Whatever pictures appear, omit them, and repeat the data below exactly.

+++ Recorded information +++

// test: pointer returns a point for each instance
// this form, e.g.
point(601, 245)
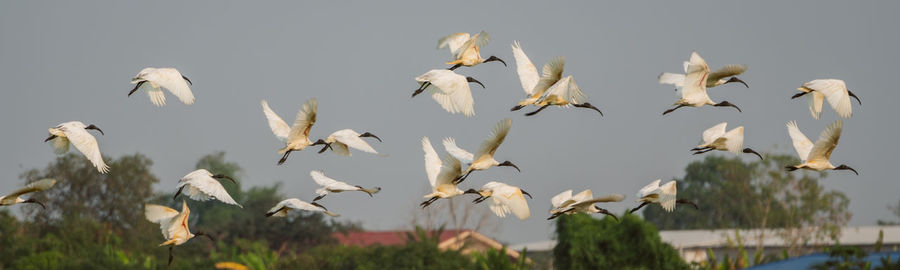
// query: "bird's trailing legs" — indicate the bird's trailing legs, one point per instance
point(367, 134)
point(589, 106)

+++

* **Output of the task**
// test: pointer returns a point for each instance
// this form, e.g.
point(601, 245)
// query: "bird's trailing legs" — indicate the bird's trailing legs, one point per instance
point(367, 134)
point(589, 106)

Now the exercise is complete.